INSTRUCTIONS TO FOLLOW — How many lines in the records below contain the word "foal"? State only that number.

GIVEN ENTRIES —
.....

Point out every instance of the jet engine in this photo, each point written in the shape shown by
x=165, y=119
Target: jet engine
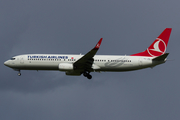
x=65, y=66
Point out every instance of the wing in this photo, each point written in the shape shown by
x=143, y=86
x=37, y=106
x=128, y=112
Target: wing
x=86, y=61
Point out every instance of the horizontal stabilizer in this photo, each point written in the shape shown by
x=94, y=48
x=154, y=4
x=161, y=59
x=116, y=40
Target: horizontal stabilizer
x=161, y=58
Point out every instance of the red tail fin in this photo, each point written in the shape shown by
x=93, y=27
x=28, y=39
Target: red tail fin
x=158, y=47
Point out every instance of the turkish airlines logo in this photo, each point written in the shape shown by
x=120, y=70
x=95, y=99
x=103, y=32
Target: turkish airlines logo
x=158, y=48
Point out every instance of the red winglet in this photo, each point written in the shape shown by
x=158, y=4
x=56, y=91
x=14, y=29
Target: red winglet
x=98, y=44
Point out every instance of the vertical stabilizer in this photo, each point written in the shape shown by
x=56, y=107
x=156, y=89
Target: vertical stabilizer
x=158, y=47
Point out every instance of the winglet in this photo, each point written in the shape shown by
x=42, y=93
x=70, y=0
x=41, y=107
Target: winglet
x=98, y=45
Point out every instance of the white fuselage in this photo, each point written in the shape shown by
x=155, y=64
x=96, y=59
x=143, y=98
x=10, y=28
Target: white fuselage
x=101, y=62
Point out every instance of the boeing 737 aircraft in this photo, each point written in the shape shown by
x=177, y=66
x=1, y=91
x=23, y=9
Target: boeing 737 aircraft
x=84, y=64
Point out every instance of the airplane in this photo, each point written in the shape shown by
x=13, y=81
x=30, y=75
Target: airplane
x=75, y=65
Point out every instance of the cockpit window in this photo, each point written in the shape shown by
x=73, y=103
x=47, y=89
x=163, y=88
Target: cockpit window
x=13, y=58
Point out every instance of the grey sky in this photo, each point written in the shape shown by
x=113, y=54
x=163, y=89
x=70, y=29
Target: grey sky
x=73, y=27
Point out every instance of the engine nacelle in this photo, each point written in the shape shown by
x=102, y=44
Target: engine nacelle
x=65, y=66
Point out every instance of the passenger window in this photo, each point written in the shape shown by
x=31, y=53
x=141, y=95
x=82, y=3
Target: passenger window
x=13, y=58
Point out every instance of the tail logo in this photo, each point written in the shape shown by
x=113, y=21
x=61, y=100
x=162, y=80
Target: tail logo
x=158, y=48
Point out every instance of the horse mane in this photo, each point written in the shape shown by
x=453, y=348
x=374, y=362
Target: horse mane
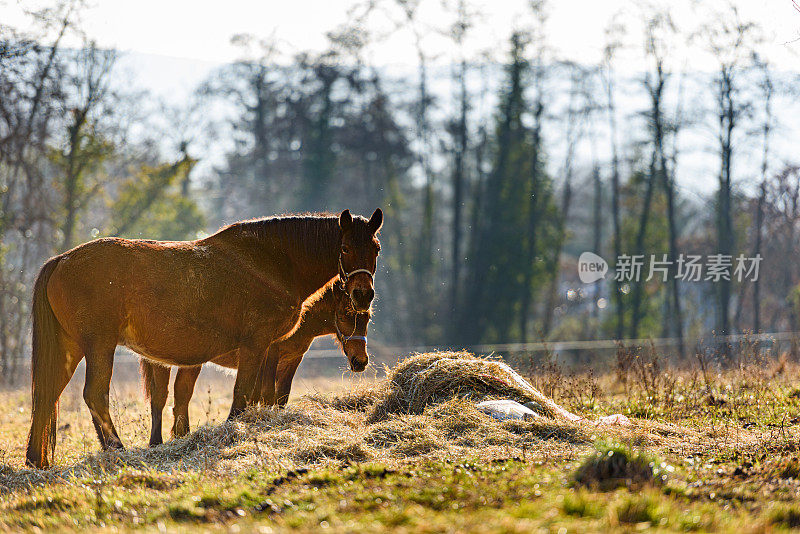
x=306, y=233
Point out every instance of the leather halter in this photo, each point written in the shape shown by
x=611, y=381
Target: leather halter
x=345, y=276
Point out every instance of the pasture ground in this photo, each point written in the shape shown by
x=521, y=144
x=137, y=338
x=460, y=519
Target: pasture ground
x=723, y=445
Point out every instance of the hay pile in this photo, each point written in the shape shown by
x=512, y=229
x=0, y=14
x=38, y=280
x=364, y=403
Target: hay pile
x=425, y=379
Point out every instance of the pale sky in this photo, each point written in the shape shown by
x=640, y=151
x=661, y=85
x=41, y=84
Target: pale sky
x=201, y=29
x=175, y=44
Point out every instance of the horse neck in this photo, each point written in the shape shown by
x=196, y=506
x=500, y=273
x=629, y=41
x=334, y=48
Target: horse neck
x=301, y=269
x=318, y=315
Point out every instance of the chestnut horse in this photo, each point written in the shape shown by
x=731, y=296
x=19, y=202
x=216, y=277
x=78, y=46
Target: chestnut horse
x=183, y=303
x=328, y=311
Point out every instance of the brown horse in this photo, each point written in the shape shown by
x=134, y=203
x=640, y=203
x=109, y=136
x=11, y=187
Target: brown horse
x=184, y=303
x=328, y=311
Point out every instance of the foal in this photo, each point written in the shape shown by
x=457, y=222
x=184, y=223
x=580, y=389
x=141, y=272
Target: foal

.....

RESPONSE TO THE TASK — 2